--- BEGIN Provided data ---

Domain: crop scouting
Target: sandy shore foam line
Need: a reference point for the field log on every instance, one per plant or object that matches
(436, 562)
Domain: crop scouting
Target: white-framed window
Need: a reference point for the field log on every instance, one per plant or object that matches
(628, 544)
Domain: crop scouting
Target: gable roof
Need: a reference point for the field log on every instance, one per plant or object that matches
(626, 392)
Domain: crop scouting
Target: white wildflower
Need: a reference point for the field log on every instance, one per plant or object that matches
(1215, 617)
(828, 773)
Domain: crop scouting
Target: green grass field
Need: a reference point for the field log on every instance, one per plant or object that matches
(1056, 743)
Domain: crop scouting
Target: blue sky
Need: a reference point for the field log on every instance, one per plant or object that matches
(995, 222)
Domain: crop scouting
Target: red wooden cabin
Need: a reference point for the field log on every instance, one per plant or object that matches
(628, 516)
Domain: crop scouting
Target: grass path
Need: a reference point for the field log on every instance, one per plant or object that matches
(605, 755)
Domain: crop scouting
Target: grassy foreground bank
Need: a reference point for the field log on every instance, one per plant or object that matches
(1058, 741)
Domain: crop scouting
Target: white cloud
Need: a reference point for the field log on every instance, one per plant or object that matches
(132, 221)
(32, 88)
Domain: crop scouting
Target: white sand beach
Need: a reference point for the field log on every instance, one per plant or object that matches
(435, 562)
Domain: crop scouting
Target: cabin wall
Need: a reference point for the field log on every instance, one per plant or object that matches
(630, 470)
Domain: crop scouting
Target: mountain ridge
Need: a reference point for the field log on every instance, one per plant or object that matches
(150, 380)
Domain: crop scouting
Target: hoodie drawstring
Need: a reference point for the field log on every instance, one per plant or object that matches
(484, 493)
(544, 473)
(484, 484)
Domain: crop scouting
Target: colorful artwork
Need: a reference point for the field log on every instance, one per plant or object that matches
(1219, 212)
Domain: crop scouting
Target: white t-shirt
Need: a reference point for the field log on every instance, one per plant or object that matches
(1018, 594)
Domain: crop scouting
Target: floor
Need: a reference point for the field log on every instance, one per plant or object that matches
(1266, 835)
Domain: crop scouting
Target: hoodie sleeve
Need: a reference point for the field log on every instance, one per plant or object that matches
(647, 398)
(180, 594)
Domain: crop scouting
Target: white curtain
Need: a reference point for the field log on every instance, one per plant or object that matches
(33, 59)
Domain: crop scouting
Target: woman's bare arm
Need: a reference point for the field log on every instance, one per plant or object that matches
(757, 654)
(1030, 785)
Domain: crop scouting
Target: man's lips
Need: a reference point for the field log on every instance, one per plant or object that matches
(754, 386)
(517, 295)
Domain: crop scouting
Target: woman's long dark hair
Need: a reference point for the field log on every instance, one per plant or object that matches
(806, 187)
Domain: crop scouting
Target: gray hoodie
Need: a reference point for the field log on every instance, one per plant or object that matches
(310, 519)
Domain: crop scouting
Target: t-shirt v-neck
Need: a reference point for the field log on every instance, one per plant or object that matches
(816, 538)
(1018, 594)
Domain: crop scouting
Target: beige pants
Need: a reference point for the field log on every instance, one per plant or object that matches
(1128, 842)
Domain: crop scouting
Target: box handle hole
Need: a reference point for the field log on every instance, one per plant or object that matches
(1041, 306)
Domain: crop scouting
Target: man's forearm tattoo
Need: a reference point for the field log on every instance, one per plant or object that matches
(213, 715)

--- END Provided data ---

Objective
Format the lines of the listing from its first line through the line containing "(1056, 743)" as a JSON list of strings, one string per line, omitting any blank lines.

The output
[
  "Domain: crop scouting",
  "Target: sandy shore foam line",
  "Need: a reference point for the field log on every instance, one per plant or object that matches",
  "(436, 562)",
  "Domain: crop scouting",
  "Target: white-framed window",
  "Need: a reference point for the field log on every instance, one per plant or object that matches",
  "(628, 544)",
  "Domain: crop scouting",
  "Target: gable roof",
  "Need: a reference point for the field log on every instance, one per plant or object that matches",
  "(626, 392)",
  "Domain: crop scouting",
  "Target: white wildflower",
  "Need: a reference point for the field log on every instance, one per plant or object that matches",
  "(1215, 617)",
  "(828, 773)",
  "Domain: crop scouting",
  "Target: green grass field",
  "Need: a reference point for the field log on every instance, one per plant or object that matches",
  "(1056, 743)"
]